[RECORDS SHOWN — start]

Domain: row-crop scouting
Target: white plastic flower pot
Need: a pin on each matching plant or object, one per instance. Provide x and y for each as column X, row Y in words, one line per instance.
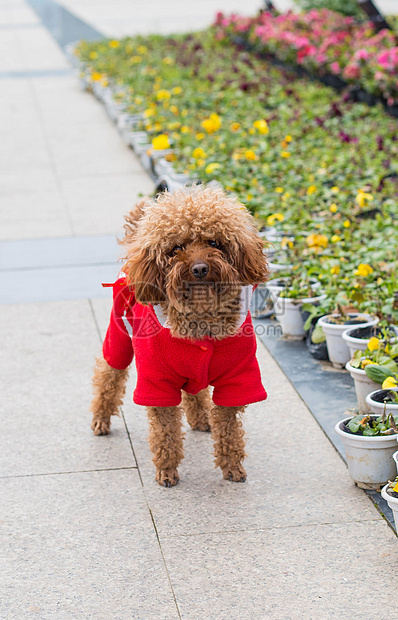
column 288, row 313
column 392, row 502
column 339, row 353
column 369, row 459
column 275, row 267
column 363, row 387
column 355, row 343
column 277, row 285
column 375, row 402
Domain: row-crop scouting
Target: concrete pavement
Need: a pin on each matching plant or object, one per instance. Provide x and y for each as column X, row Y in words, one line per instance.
column 85, row 530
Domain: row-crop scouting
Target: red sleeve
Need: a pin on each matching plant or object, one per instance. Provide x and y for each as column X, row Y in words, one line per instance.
column 118, row 348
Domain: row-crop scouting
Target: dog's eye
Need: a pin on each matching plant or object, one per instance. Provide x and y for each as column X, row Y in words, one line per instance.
column 177, row 248
column 215, row 244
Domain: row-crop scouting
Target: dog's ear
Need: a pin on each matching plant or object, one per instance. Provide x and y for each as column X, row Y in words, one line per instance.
column 248, row 257
column 144, row 275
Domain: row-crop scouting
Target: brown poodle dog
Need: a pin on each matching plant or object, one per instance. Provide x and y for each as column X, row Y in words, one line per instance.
column 181, row 308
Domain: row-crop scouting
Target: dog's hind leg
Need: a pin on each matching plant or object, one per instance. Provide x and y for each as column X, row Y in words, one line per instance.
column 166, row 443
column 109, row 386
column 229, row 444
column 197, row 409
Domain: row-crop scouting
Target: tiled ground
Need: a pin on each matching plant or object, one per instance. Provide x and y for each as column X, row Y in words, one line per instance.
column 85, row 531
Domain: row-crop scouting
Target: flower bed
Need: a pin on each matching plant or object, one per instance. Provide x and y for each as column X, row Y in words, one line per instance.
column 318, row 172
column 324, row 43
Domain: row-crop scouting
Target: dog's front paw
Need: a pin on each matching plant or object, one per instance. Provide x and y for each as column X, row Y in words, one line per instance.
column 100, row 427
column 235, row 473
column 167, row 477
column 201, row 426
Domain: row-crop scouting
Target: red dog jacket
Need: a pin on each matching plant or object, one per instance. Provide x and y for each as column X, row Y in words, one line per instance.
column 166, row 365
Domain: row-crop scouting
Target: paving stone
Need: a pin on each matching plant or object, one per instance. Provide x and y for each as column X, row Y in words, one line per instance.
column 47, row 358
column 323, row 571
column 80, row 546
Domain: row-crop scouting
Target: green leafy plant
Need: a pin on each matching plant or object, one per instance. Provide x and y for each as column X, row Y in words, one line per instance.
column 373, row 426
column 393, row 487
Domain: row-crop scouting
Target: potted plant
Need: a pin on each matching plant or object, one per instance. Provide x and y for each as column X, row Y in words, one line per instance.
column 357, row 339
column 390, row 494
column 334, row 325
column 370, row 368
column 385, row 399
column 369, row 443
column 289, row 302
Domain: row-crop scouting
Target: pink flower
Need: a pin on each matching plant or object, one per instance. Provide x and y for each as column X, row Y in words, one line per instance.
column 352, row 71
column 362, row 55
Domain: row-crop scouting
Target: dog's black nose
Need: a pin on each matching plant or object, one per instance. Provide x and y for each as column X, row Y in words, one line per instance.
column 200, row 270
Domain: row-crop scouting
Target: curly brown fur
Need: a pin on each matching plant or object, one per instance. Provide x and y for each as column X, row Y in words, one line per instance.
column 199, row 225
column 229, row 444
column 197, row 409
column 164, row 240
column 166, row 443
column 109, row 386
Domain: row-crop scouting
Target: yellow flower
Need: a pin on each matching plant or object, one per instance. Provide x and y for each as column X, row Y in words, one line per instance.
column 363, row 270
column 316, row 241
column 162, row 94
column 212, row 124
column 286, row 243
column 161, row 142
column 198, row 153
column 373, row 344
column 250, row 155
column 365, row 363
column 261, row 126
column 211, row 167
column 389, row 383
column 275, row 217
column 363, row 198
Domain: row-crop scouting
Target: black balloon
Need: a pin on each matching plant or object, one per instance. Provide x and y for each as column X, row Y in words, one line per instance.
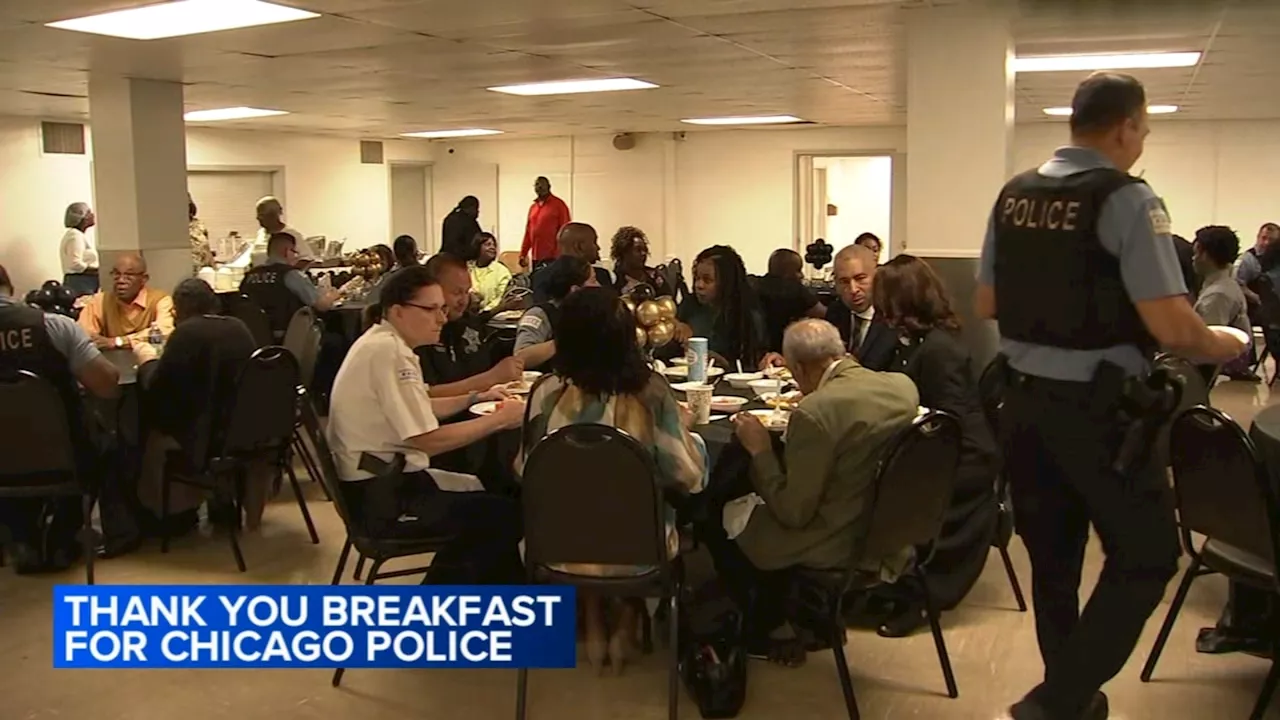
column 818, row 253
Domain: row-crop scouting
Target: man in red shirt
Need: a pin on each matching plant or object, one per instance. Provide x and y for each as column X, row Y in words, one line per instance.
column 547, row 215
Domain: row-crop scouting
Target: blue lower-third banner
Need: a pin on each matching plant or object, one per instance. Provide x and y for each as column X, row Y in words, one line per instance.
column 314, row 627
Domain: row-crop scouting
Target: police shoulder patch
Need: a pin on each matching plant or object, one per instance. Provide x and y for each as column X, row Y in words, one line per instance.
column 1159, row 217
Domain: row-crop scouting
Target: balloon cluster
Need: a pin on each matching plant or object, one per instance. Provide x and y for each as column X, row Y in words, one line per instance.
column 366, row 263
column 656, row 319
column 53, row 297
column 818, row 253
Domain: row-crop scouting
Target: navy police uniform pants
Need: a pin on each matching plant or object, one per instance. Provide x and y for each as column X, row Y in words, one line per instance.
column 1059, row 450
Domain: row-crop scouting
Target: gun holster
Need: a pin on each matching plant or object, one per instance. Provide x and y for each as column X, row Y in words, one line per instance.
column 383, row 499
column 1144, row 408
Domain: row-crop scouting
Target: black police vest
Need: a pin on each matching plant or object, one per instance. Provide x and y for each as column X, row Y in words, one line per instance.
column 1056, row 285
column 265, row 287
column 24, row 345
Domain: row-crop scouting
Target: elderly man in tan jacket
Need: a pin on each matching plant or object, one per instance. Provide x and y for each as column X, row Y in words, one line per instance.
column 816, row 500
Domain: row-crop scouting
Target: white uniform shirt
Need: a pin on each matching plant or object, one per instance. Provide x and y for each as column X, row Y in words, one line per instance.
column 378, row 402
column 77, row 253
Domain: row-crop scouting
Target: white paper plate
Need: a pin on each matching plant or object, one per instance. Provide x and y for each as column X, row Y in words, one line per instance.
column 685, row 386
column 727, row 402
column 682, row 372
column 484, row 408
column 768, row 418
column 1234, row 332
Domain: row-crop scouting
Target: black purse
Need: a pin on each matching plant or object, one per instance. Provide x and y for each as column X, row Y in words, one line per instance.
column 713, row 657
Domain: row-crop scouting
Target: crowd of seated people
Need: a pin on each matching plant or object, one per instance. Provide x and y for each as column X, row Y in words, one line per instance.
column 864, row 363
column 602, row 377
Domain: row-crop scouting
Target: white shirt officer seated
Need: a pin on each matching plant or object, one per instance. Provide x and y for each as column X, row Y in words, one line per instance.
column 380, row 408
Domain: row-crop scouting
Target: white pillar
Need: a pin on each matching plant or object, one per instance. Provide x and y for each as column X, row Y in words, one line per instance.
column 959, row 127
column 140, row 174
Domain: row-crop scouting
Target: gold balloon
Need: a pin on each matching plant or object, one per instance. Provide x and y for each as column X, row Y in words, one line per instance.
column 662, row 333
column 666, row 308
column 648, row 314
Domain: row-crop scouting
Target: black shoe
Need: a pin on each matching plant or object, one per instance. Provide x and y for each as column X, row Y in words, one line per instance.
column 117, row 547
column 1028, row 709
column 1098, row 710
column 905, row 623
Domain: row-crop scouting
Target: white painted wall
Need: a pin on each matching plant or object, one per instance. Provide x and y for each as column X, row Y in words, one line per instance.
column 862, row 191
column 1208, row 173
column 731, row 187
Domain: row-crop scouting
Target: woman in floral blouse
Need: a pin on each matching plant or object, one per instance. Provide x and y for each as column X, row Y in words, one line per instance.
column 602, row 378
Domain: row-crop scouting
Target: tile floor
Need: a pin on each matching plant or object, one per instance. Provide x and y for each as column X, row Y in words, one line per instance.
column 992, row 646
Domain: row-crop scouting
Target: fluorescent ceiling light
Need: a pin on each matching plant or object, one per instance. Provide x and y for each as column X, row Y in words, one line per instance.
column 574, row 86
column 184, row 17
column 745, row 121
column 1125, row 62
column 438, row 133
column 1151, row 110
column 229, row 114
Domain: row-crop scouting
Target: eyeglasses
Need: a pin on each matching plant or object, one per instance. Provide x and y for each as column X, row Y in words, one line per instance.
column 428, row 308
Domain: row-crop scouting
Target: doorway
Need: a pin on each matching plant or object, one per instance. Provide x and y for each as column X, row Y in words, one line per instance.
column 842, row 196
column 411, row 199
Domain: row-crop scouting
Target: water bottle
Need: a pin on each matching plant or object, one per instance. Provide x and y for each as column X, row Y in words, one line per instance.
column 156, row 338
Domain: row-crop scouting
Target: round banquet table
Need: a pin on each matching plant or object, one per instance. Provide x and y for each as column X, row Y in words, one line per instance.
column 718, row 434
column 1265, row 433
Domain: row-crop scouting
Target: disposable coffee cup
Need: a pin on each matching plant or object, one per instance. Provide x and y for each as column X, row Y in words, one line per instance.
column 700, row 402
column 696, row 356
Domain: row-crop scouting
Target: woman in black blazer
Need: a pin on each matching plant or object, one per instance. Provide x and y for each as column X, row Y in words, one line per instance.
column 910, row 297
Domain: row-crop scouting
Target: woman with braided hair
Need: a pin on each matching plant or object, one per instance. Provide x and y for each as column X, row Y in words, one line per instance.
column 630, row 251
column 723, row 309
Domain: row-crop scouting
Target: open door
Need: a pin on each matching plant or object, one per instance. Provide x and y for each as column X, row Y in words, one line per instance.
column 455, row 180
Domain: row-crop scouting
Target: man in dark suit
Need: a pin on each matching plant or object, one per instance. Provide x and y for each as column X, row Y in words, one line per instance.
column 865, row 337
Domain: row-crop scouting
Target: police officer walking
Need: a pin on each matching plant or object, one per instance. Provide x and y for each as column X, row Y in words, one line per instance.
column 1079, row 270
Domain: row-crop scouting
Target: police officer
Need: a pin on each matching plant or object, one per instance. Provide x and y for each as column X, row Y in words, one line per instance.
column 1080, row 273
column 279, row 288
column 58, row 350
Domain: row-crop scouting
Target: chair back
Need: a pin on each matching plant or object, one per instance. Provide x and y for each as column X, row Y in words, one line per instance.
column 991, row 392
column 247, row 311
column 35, row 438
column 913, row 486
column 1221, row 484
column 302, row 338
column 264, row 410
column 328, row 468
column 1194, row 392
column 589, row 495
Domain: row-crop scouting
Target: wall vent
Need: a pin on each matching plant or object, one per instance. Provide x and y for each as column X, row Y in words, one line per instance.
column 63, row 139
column 370, row 151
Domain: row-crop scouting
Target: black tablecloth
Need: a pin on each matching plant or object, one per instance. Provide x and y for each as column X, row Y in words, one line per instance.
column 1266, row 436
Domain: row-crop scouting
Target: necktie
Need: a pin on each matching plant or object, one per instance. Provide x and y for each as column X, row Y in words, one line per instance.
column 855, row 333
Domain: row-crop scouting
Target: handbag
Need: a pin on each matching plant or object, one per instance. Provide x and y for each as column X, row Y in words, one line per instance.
column 713, row 657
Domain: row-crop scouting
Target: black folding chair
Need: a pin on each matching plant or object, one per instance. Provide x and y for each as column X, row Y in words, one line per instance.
column 302, row 340
column 625, row 527
column 255, row 319
column 37, row 456
column 1225, row 493
column 991, row 388
column 913, row 491
column 379, row 550
column 259, row 427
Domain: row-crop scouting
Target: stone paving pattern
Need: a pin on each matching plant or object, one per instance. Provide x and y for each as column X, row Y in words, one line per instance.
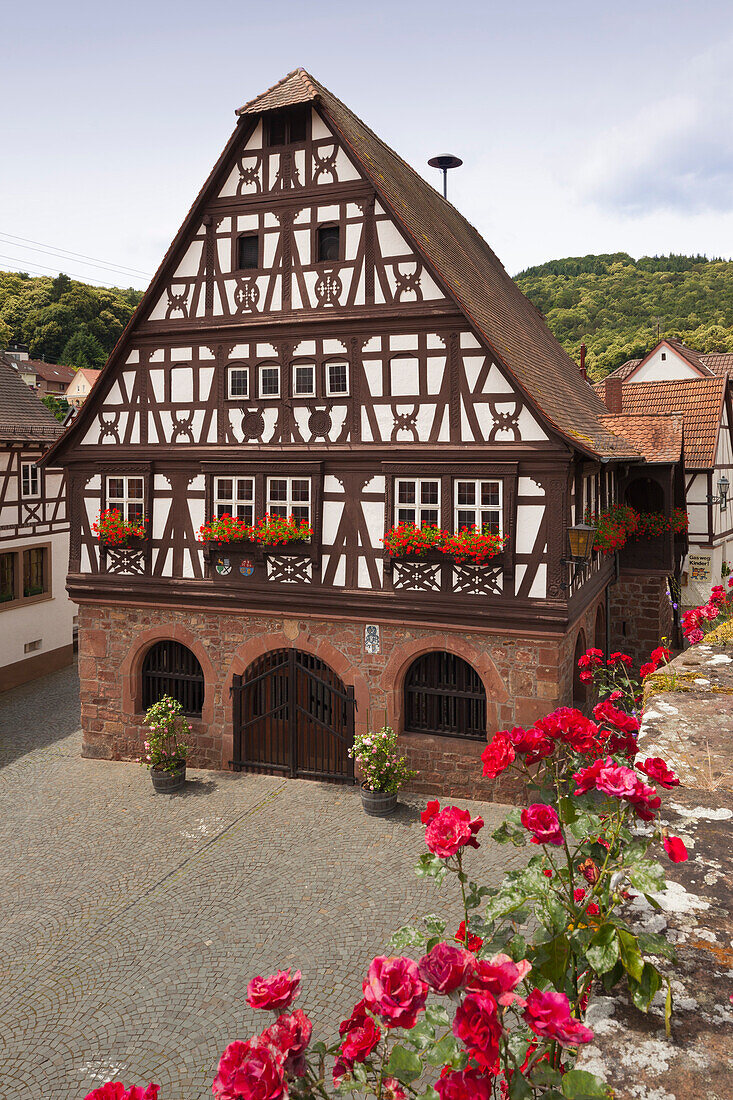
column 132, row 922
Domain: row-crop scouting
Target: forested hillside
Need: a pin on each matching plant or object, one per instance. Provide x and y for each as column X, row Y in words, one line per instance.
column 613, row 304
column 62, row 320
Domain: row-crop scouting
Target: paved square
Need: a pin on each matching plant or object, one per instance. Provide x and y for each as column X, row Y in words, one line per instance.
column 131, row 922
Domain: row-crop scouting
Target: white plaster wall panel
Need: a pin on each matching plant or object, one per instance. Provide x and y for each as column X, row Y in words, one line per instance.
column 528, row 518
column 190, row 261
column 182, row 384
column 113, row 397
column 472, row 366
column 332, row 513
column 391, row 241
column 404, row 376
column 205, row 381
column 318, row 128
column 656, row 369
column 538, row 590
column 436, row 366
column 528, row 427
column 338, row 416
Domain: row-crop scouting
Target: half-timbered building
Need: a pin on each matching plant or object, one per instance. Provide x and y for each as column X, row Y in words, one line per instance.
column 36, row 616
column 328, row 338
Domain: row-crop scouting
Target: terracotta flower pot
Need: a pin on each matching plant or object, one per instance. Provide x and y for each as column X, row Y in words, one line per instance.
column 378, row 803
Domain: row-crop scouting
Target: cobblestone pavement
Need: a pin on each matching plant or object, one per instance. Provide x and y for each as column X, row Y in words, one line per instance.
column 132, row 922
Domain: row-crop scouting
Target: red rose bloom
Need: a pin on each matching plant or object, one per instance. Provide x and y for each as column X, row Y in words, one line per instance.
column 675, row 849
column 498, row 755
column 656, row 769
column 274, row 992
column 463, row 1085
column 477, row 1025
column 449, row 829
column 250, row 1071
column 446, row 968
column 395, row 991
column 542, row 821
column 548, row 1015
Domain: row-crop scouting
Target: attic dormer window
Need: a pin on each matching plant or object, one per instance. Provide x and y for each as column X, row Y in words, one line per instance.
column 284, row 128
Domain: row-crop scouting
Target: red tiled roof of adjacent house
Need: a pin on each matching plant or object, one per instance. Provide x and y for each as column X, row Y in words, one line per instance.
column 658, row 437
column 22, row 414
column 472, row 274
column 50, row 372
column 698, row 400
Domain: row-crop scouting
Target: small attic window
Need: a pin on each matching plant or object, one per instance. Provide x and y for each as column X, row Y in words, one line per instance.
column 284, row 128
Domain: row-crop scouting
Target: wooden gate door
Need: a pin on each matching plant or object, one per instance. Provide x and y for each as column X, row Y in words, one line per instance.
column 293, row 716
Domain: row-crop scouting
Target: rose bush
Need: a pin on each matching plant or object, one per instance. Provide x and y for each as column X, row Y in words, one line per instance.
column 492, row 1012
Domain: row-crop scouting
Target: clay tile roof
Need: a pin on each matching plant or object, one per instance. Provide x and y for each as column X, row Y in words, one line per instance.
column 698, row 400
column 22, row 415
column 658, row 438
column 472, row 274
column 50, row 372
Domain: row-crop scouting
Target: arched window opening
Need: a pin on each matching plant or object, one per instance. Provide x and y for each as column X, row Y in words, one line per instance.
column 171, row 669
column 445, row 695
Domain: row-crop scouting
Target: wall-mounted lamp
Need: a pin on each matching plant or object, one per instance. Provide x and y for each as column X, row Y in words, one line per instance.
column 581, row 537
column 723, row 486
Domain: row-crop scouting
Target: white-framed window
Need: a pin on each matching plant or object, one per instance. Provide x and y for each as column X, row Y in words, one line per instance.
column 290, row 496
column 478, row 504
column 234, row 496
column 337, row 378
column 127, row 495
column 30, row 481
column 417, row 501
column 269, row 380
column 239, row 381
column 304, row 380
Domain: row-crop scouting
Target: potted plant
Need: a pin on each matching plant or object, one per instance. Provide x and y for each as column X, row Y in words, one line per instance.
column 165, row 750
column 382, row 770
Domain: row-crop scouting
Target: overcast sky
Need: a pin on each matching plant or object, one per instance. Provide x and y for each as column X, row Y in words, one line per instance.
column 584, row 127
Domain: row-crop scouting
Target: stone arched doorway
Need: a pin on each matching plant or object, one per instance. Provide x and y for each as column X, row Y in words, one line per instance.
column 292, row 715
column 445, row 696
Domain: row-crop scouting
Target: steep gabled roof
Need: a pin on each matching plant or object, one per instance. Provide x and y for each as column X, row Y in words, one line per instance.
column 471, row 272
column 698, row 400
column 22, row 414
column 658, row 437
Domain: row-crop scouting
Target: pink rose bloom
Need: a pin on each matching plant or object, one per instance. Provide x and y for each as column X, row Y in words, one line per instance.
column 498, row 755
column 542, row 821
column 252, row 1070
column 291, row 1034
column 656, row 769
column 675, row 849
column 395, row 991
column 446, row 968
column 274, row 992
column 116, row 1090
column 499, row 976
column 463, row 1085
column 477, row 1025
column 548, row 1015
column 616, row 781
column 449, row 829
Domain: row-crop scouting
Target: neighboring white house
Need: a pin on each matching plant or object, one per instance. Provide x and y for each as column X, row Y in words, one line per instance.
column 675, row 378
column 36, row 616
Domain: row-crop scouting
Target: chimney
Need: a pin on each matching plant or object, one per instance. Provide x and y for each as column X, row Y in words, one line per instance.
column 613, row 396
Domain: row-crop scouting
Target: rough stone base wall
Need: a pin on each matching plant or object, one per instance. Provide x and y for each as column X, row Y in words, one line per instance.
column 641, row 614
column 524, row 679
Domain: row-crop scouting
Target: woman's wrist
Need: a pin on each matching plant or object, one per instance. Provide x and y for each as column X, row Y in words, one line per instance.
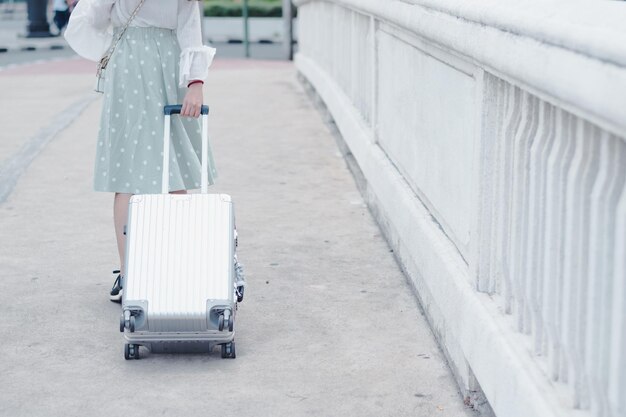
column 194, row 82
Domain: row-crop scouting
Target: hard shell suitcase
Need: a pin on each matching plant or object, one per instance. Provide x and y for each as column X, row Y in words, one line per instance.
column 181, row 282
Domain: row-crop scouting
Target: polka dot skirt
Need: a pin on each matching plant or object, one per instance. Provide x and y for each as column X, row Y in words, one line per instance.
column 141, row 78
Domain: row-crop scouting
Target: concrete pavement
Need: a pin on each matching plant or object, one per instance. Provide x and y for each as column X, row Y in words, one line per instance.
column 329, row 326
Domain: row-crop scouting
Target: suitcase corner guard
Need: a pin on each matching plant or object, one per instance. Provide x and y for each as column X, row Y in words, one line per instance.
column 133, row 316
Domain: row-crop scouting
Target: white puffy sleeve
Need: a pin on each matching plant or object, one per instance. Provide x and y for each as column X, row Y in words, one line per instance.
column 195, row 58
column 89, row 31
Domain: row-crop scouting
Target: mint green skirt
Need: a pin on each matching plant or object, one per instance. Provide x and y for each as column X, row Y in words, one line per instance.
column 141, row 78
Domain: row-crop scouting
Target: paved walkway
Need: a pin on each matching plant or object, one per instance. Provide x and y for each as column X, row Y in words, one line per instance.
column 329, row 326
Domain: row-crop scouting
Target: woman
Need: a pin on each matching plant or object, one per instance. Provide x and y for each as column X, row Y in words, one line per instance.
column 158, row 60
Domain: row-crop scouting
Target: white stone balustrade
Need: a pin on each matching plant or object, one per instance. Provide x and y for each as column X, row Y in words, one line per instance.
column 491, row 137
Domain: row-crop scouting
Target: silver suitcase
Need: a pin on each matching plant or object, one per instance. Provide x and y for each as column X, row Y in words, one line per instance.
column 181, row 282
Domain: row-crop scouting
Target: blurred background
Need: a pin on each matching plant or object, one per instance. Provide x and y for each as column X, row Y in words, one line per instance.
column 31, row 31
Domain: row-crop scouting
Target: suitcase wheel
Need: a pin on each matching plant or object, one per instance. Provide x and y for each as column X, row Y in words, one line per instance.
column 225, row 320
column 228, row 350
column 131, row 323
column 131, row 351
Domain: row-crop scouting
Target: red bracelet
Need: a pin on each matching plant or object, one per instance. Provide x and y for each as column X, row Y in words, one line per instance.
column 194, row 82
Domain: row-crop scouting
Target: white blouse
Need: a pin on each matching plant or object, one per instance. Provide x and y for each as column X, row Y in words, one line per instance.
column 90, row 29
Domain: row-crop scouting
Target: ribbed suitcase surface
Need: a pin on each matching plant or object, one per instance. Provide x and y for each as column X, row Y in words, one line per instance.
column 180, row 257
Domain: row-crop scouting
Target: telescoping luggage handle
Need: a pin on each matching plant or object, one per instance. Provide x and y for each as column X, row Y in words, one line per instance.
column 165, row 181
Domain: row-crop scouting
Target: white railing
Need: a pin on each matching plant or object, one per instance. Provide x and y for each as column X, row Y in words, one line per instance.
column 491, row 138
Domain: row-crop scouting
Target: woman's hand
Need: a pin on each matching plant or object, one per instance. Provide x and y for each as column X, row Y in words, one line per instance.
column 192, row 101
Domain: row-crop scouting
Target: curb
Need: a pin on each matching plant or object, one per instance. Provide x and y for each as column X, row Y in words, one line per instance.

[RECORDS SHOWN — finish]

▶ **WHAT IS NEEDED**: Starting at the line that holds "Target: blurred background", retype each line exactly through the end of the entries, both ends included.

▶ **REPLY TO THE TASK**:
Target: blurred background
Need: a pin on each matching plant or object, one per instance. Provide x and y for each as column X, row Y in words, one line per instance.
column 31, row 31
Domain: row-crop scouting
Target: suitcase wheel
Need: a pin on each matching plant or object, one per instance. Provide x and y for each as column X, row Y in words, one line per instance.
column 225, row 320
column 228, row 350
column 131, row 323
column 131, row 351
Domain: row-crop scouting
Target: red bracelet
Need: a pin on each matching plant or object, one per instance. Provide x and y for each as column X, row Y in words, one line per instance.
column 194, row 82
Domain: row-crop scouting
Target: white blouse
Need: a pin on each matching plant or object, one per instance. Provide x and y for each as column X, row Y in words, one line per instance.
column 90, row 29
Domain: row-crop scouting
Target: ribbed suitcase surface
Need: a pin on each matching plant or object, one per instance. Provide x and y for each as column X, row Y in words, one line per instance.
column 180, row 257
Domain: row-crop scouting
Target: telescoping luggage handle
Need: a pin on each matching plant or object, one per instance. Provide x and y for each as column X, row Y in words, one line per instance.
column 165, row 181
Domain: row-crop scouting
Target: white railing
Need: a pin on each matching plant or object, one per instance. Provide x and y for each as column X, row Y in words, one line per instance.
column 491, row 138
Domain: row-crop scouting
Target: woman's hand
Need: a pin on each matching plant or object, one per instance. Provide x and y for each as column X, row Y in words, one line per instance.
column 192, row 101
Domain: row-crop scouting
Target: curb
Need: a pin on each matching plant or object, one per instance. Provide x and y for each as column X, row Y in words, one line per instance.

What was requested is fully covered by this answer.